+++ Exercise material +++

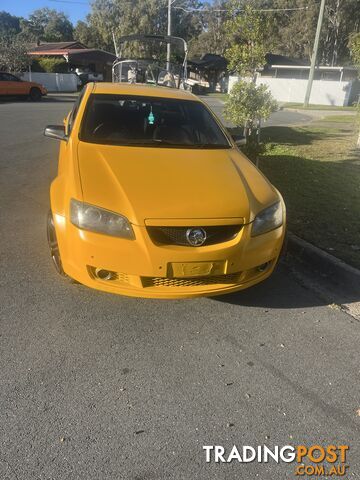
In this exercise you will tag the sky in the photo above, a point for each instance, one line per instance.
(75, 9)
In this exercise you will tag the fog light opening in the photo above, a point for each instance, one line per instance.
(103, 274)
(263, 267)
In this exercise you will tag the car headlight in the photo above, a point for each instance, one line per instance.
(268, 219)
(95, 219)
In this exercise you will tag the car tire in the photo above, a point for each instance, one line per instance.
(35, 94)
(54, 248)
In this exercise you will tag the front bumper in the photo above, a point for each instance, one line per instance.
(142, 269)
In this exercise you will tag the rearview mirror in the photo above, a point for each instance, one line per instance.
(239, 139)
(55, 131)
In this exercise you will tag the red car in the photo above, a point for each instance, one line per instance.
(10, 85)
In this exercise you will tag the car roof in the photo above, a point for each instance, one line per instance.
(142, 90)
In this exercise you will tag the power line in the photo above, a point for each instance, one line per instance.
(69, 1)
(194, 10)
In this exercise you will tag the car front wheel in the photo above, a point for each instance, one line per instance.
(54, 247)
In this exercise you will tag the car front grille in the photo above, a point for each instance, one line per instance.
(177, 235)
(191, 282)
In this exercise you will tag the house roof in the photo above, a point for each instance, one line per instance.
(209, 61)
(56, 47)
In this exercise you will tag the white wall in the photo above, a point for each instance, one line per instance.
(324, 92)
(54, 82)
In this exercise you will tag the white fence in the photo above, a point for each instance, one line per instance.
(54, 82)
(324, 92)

+++
+++ Exercise material +++

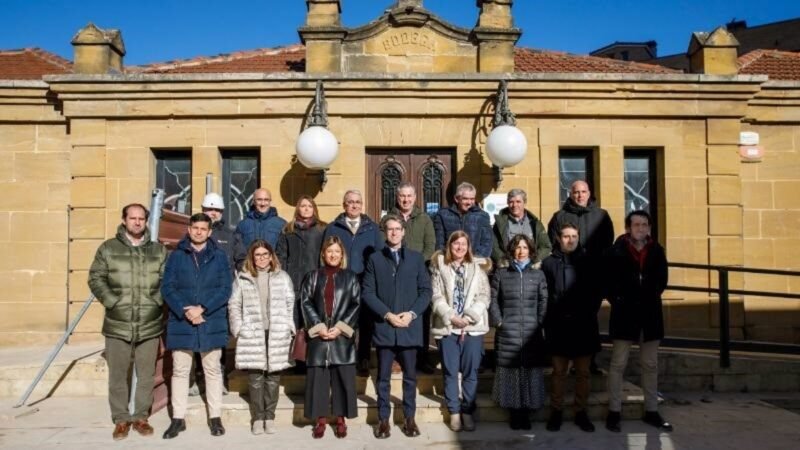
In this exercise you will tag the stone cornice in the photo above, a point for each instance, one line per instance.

+++

What to do. Count the lines of the records above that contain the word "roof", treating uppercase and lowercase letters as different, and give only the number.

Result. 2